> **Data shown**
********************

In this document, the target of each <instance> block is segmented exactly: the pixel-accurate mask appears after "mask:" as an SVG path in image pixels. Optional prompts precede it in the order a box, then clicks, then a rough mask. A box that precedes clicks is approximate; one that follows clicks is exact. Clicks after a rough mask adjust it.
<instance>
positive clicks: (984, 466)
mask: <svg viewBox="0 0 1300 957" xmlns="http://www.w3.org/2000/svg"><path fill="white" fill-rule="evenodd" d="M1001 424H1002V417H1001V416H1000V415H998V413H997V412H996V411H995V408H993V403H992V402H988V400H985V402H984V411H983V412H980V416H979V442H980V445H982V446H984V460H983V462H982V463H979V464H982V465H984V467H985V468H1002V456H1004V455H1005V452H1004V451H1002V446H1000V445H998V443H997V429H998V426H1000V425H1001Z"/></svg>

********************

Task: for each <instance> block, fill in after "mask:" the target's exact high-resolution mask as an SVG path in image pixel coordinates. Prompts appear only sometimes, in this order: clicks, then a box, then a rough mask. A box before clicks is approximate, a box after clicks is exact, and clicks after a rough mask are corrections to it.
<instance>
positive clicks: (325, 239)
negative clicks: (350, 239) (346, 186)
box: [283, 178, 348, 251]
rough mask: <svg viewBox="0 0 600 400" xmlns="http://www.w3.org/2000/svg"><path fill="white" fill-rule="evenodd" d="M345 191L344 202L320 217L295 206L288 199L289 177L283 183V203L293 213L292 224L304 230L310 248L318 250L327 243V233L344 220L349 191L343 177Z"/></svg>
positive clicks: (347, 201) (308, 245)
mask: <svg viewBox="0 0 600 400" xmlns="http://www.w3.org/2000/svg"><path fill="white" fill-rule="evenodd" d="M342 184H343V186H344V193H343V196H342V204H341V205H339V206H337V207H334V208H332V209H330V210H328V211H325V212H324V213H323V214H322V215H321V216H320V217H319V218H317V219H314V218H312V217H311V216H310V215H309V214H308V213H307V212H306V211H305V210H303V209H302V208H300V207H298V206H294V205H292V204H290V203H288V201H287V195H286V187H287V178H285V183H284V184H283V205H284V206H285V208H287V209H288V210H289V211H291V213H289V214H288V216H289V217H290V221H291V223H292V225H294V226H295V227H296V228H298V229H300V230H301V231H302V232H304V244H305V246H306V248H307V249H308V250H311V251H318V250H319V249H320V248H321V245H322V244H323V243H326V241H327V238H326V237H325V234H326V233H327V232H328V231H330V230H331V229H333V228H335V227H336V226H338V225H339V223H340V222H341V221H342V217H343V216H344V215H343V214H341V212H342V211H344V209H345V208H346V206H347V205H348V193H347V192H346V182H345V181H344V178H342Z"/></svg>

********************

> **Exercise goal**
Give the lines from the one containing "rough mask: <svg" through the one containing "positive clicks: (347, 201) (308, 245)" as a JSON list of strings, one string per line, with blank lines left out.

> **Response to this task**
[
  "rough mask: <svg viewBox=\"0 0 600 400\" xmlns=\"http://www.w3.org/2000/svg\"><path fill=\"white\" fill-rule=\"evenodd\" d=\"M345 191L344 202L320 217L295 206L288 199L289 177L283 183V203L293 213L292 224L304 230L310 248L318 250L327 243V233L344 220L349 191L343 177Z\"/></svg>",
  "positive clicks: (347, 201) (308, 245)"
]